Task inputs =>
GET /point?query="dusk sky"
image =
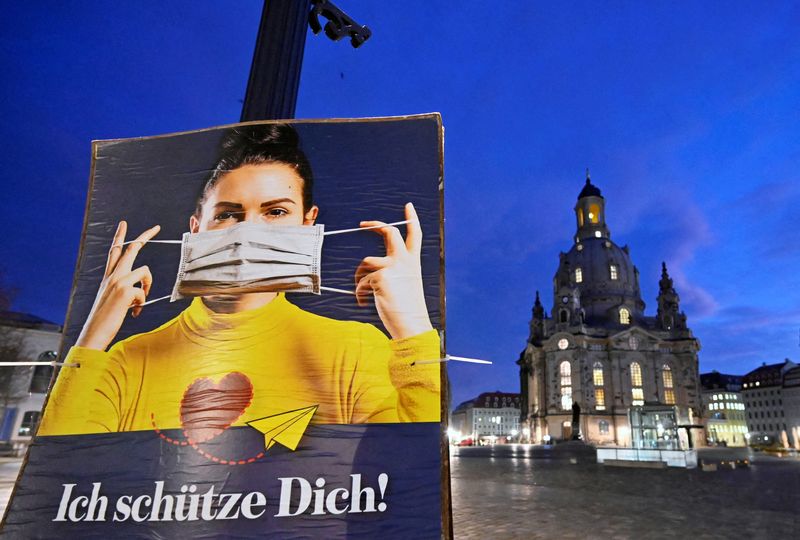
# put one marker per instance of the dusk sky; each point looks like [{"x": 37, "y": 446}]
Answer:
[{"x": 687, "y": 115}]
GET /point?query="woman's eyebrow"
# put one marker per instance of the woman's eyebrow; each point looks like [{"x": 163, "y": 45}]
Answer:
[
  {"x": 278, "y": 201},
  {"x": 226, "y": 204}
]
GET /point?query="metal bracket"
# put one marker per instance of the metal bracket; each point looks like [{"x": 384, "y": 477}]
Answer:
[{"x": 339, "y": 24}]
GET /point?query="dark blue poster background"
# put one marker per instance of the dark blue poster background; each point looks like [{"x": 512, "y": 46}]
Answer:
[{"x": 371, "y": 480}]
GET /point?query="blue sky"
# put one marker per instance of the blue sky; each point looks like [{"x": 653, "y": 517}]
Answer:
[{"x": 688, "y": 116}]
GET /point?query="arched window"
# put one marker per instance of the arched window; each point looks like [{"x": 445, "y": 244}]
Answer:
[
  {"x": 594, "y": 213},
  {"x": 42, "y": 374},
  {"x": 669, "y": 388},
  {"x": 565, "y": 371},
  {"x": 637, "y": 393},
  {"x": 599, "y": 389}
]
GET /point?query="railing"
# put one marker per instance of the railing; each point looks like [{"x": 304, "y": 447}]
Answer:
[{"x": 672, "y": 458}]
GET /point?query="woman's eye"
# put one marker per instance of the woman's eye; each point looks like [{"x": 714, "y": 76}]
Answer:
[{"x": 224, "y": 216}]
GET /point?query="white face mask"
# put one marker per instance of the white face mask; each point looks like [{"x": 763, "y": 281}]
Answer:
[{"x": 249, "y": 258}]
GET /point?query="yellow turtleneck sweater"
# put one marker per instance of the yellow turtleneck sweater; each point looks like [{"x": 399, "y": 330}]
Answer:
[{"x": 225, "y": 369}]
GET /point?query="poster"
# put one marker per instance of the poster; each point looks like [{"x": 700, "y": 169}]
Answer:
[{"x": 220, "y": 377}]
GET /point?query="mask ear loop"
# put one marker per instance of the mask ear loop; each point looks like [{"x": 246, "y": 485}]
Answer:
[
  {"x": 356, "y": 229},
  {"x": 329, "y": 289},
  {"x": 449, "y": 358}
]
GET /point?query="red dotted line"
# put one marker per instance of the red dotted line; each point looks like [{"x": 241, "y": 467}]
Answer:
[{"x": 189, "y": 442}]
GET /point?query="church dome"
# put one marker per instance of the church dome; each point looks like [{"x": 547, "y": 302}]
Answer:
[
  {"x": 596, "y": 273},
  {"x": 604, "y": 276},
  {"x": 589, "y": 190}
]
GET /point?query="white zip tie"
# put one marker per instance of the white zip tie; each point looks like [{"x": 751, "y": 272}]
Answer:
[
  {"x": 149, "y": 242},
  {"x": 154, "y": 300},
  {"x": 448, "y": 358},
  {"x": 12, "y": 364},
  {"x": 332, "y": 289},
  {"x": 368, "y": 228}
]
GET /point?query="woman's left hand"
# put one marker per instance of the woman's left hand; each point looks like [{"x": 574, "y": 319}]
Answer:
[{"x": 395, "y": 280}]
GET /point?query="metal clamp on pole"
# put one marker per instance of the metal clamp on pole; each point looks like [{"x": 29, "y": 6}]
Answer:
[{"x": 339, "y": 25}]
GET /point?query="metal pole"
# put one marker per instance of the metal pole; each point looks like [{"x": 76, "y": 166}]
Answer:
[{"x": 277, "y": 60}]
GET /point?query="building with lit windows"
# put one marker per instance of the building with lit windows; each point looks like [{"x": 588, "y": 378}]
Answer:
[
  {"x": 770, "y": 419},
  {"x": 24, "y": 338},
  {"x": 492, "y": 417},
  {"x": 634, "y": 376},
  {"x": 724, "y": 409}
]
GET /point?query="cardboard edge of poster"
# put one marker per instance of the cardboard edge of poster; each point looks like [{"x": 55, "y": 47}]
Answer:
[{"x": 446, "y": 499}]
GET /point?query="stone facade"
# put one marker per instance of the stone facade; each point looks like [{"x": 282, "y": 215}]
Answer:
[
  {"x": 724, "y": 409},
  {"x": 599, "y": 349},
  {"x": 771, "y": 394},
  {"x": 24, "y": 338},
  {"x": 490, "y": 417}
]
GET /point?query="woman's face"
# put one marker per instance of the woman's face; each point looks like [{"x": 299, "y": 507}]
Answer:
[{"x": 264, "y": 193}]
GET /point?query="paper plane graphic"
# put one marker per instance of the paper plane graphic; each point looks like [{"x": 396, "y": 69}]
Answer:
[{"x": 286, "y": 428}]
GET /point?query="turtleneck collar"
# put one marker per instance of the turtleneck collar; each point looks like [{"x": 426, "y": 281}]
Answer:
[{"x": 231, "y": 331}]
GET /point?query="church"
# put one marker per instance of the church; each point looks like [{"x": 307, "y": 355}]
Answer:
[{"x": 633, "y": 377}]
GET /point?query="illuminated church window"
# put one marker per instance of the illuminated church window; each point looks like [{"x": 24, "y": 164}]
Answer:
[
  {"x": 599, "y": 390},
  {"x": 566, "y": 385},
  {"x": 594, "y": 213},
  {"x": 669, "y": 389},
  {"x": 637, "y": 393}
]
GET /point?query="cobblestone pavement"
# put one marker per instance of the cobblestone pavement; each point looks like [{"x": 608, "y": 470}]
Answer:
[
  {"x": 523, "y": 492},
  {"x": 514, "y": 492}
]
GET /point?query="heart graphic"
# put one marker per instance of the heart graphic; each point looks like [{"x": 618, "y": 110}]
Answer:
[{"x": 209, "y": 408}]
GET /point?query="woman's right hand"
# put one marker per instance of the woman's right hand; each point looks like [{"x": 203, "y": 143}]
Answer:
[{"x": 118, "y": 291}]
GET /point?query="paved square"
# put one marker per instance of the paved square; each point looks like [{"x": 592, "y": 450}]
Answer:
[{"x": 518, "y": 492}]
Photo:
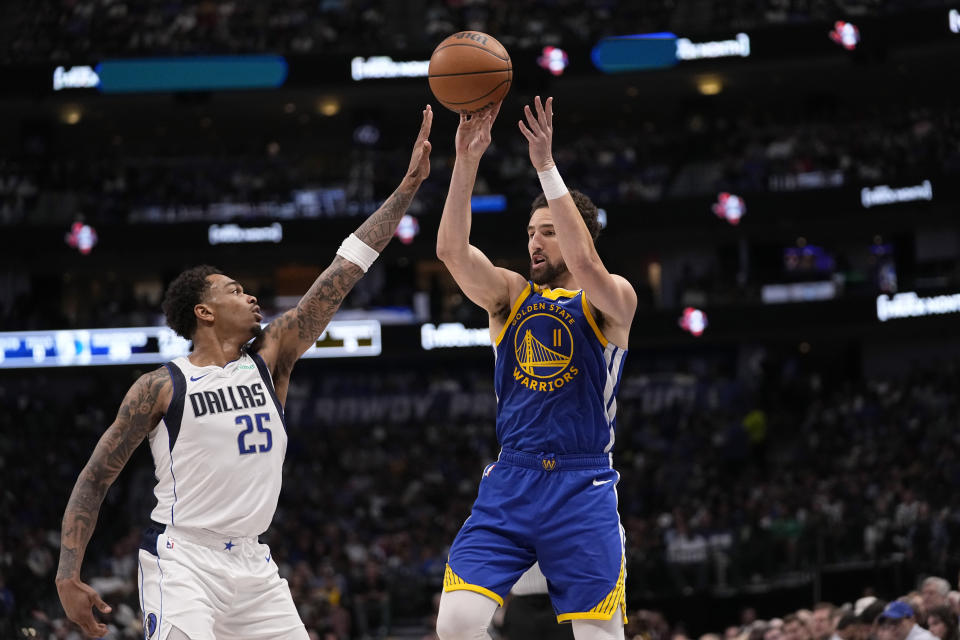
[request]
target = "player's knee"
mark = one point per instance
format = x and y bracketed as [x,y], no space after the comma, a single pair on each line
[176,634]
[458,622]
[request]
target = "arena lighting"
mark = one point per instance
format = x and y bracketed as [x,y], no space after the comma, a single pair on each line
[845,34]
[379,67]
[452,334]
[234,234]
[154,345]
[910,305]
[693,321]
[730,207]
[554,60]
[884,194]
[81,77]
[81,237]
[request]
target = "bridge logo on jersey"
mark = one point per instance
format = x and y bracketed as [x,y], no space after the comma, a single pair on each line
[543,345]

The task =>
What lines in the data hold the word "windows"? Return them.

Answer section =>
GET /point?query="building with lit windows"
# put one marker per instance of the building with lit windows; each point looks like [{"x": 588, "y": 378}]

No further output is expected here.